→ WORK TO COMPLETE: Across the listing below, count every line where the string "single" appears, then give only the count.
Start of GIVEN RECORDS
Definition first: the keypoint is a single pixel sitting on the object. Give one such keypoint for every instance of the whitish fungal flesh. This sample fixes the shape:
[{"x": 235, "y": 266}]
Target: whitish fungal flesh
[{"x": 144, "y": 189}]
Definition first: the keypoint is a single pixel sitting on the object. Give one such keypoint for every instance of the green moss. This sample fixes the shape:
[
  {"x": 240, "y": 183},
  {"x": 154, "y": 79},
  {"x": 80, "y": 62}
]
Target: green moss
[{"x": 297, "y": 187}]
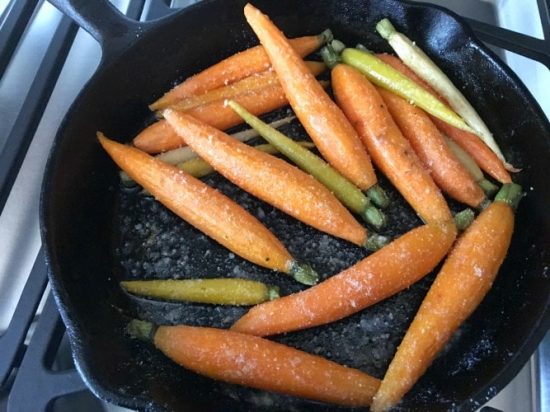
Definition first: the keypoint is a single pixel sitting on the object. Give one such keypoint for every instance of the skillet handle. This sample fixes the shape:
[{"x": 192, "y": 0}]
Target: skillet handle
[{"x": 114, "y": 31}]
End of GIVEN RECORDS
→ SOLUTION TO THIS TASK: 3